SELECTED TEXT >>
-=-=-

It has the extract block, which I feel the SoHo article should have too. I've had a look at the source text behind each page and cannot see any discernable difference in the structure that would cause the extract to be ommitted from the former.

What happens?:

No extract text returned for SoHo (or TriBeCa and many other in the Manhattan area)

What should have happened instead?:

Extract info should be returned

Event Timeline

A_smart_kitten subscribed.

As far as I can see, it looks like your first-linked API request includes extracts for the first 20 results. The second-linked API request has less than 20 results in total, and includes an extract for all of them.

Looking at the TextExtracts code, it appears that it will only include extracts for a maximum of 20 pages in one API request. This feels like a similar case to T410886#11412565; except, in this instance, at first glance, I don't think there's a way to get a text extract for more than 20 pages in the same API request. Hopefully the docs at https://www.mediawiki.org/wiki/API:Continue might be helpful for you in this case :-)

-=-=-

EXERCISE >> Translate into Spanish this sentence from the bug discussion above: "The second-linked API request has less than 20 results in total, and includes an extract for all of them."

-=-=-

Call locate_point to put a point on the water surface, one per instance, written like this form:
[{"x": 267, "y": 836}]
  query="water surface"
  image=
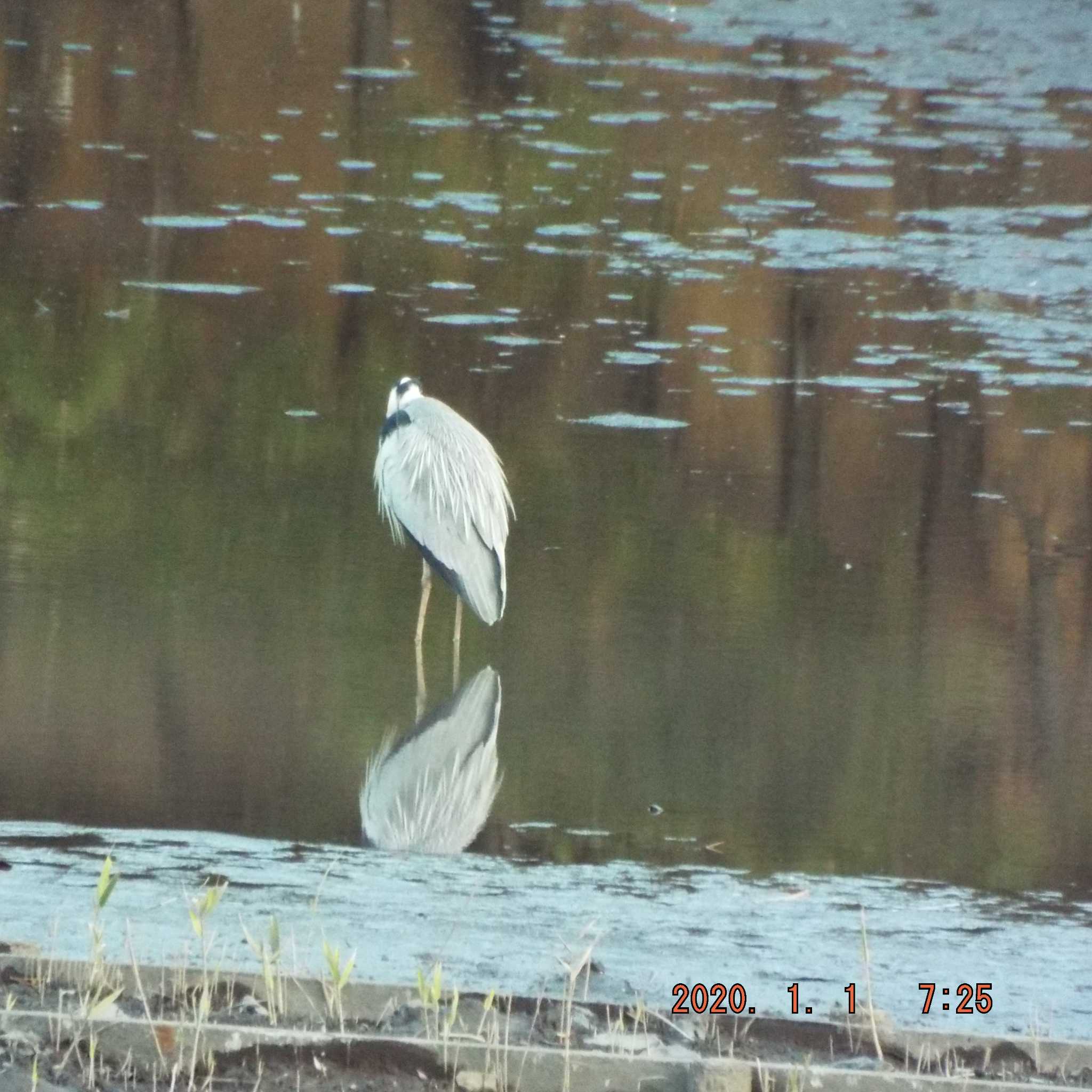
[{"x": 778, "y": 316}]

-=-=-

RESULT BELOW >> La segunda solicitud de API enlazada tiene menos de 20 resultados en total e incluye un extracto para todos ellos.